#### PASSAGE TO READ
++++++

Brad Hawkins: But really, in my mind, making sure it's an encrypted VPN, making sure it's owned by the U.S. or a company that has to abide by the rules that they put out. European companies would be a wise move as well. So that's kind of the generals that I would look at. 

Dave Bittner: That's Brad Hawkins from SaferNet. 

Dave Bittner: And joining me once again is Joe Carrigan. He's from the Johns Hopkins University Information Security Institute and also my co-host over on the "Hacking Humans" podcast. Hello, Joe. 

Joe Carrigan: Hi, Dave. 

Dave Bittner: Interesting article here from The Wall Street Journal that, actually, you brought to my attention. It's called "The Language of Cybersecurity: Test Your Vocabulary." 

Joe Carrigan: Yes, indeed. 

Dave Bittner: And this is written by Cheryl Winokur Munk. What's going on here, Joe? 

Joe Carrigan: So this was sent to me by our executive director, Dr. Dahbura. 

Dave Bittner: OK. 

Joe Carrigan: And this article, I think, makes a really good point about cybersecurity jargon that they may not have actually intended to make. But let's take a look at some of these. Dave, I'm going to read them, and you tell me what they are. 

Dave Bittner: Oh, boy. 

Joe Carrigan: OK? 

Dave Bittner: (Laughter). 

Joe Carrigan: Chances are, Dave, you're going to do very well in this survey. 

Dave Bittner: I hope so (laughter). 

Joe Carrigan: What is an attack surface? 

Dave Bittner: What is an attack surface? 

Joe Carrigan: Mmm hmm. 

Dave Bittner: That is the ways that people can get into your system. That is sort of the total combined ways that they can have access to your stuff. 

Joe Carrigan: Right, very good. You said total, and the correct answer contains the word sum, right? 

Dave Bittner: OK. 

Joe Carrigan: The correct answer is the sum of the different points that bad actors can use to enter your systems. 

Dave Bittner: OK. Let's do one more. 

Joe Carrigan: OK, one more. Let's see here. Let's go with catfishing. 

Dave Bittner: Oh, catfishing. OK. Catfishing is when someone creates, like, a fictitious persona to try to trick you into something. So it could be like - I don't know - like, a romance scam or something like that. They're pretending to be someone they're not... 

Joe Carrigan: Right. 

Dave Bittner: ...To lure you in to do something that they want you to do. 

Joe Carrigan: Exactly right. The answer in the quiz here is when a bad actor creates an online fictional persona - almost the exact words you used - for deceptive purposes. 

Dave Bittner: OK. 

Joe Carrigan: So yes, that's correct. 

Dave Bittner: All right. 

Joe Carrigan: Now, there are a couple of things that this article or this quiz makes a point about that they really might not be trying to make a point about, but I picked up on it. 

Dave Bittner: Yeah.

++++++

#### TASK A
From the records, reproduce verbatim the part that opens with the line containing "eyeglasses listed here." and closes with the line containing "[(877, 254)]", including both of those lines.

#### RECORDS SHOWN
++++++

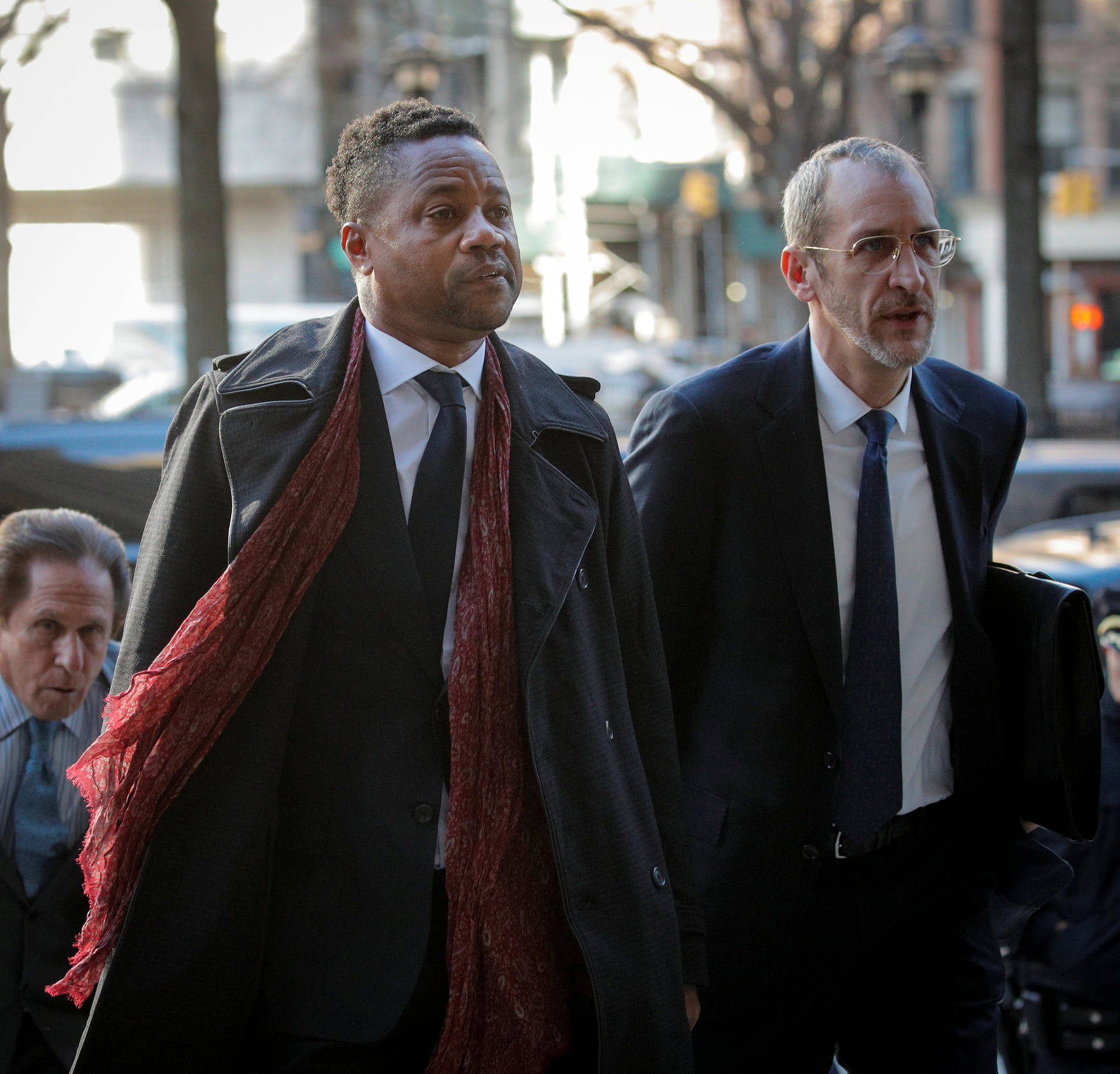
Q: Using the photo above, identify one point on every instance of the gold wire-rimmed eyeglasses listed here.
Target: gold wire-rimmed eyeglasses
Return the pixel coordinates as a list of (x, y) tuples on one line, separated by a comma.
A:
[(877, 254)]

++++++

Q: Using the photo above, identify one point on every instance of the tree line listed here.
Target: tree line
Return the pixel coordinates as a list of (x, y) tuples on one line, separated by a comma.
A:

++++++

#### TASK B
Write the next stretch of the podcast conversation about the cybersecurity vocabulary quiz, picking up right after its final line.

#### FINAL RESULT A
Q: Using the photo above, identify one point on every instance of the gold wire-rimmed eyeglasses listed here.
Target: gold wire-rimmed eyeglasses
Return the pixel coordinates as a list of (x, y) tuples on one line, separated by a comma.
A:
[(877, 254)]

#### FINAL RESULT B
Joe Carrigan: And that is, in any industry, jargon tends to be an exclusionary factor. 

Dave Bittner: Yes. 

Joe Carrigan: Right? If you don't know the terms, then it's obvious you're not part of that club. 

Dave Bittner: That's right. 

Joe Carrigan: Right? Cybersecurity is a club that we want more members in - right? - so it really is a bad idea for us - I don't know if it's a bad idea to have jargon because we need a clear and concise way to communicate the ideas to one another without having to say long things, right? 

Dave Bittner: Yeah. 

Joe Carrigan: You know, like if I'm going to say clickjacking, everybody's supposed to know what that is. That's intercepting a browser click and redirecting it somewhere else, right? 

Dave Bittner: Right. 

Joe Carrigan: So - but I don't want to have to say, intercepting the browser click and redirecting it somewhere else. 

Dave Bittner: Yeah. 

Joe Carrigan: I just want to say clickjacking. 

Joe Carrigan: Here's a great point in this article. No. 10 is ransomware. 

Dave Bittner: OK.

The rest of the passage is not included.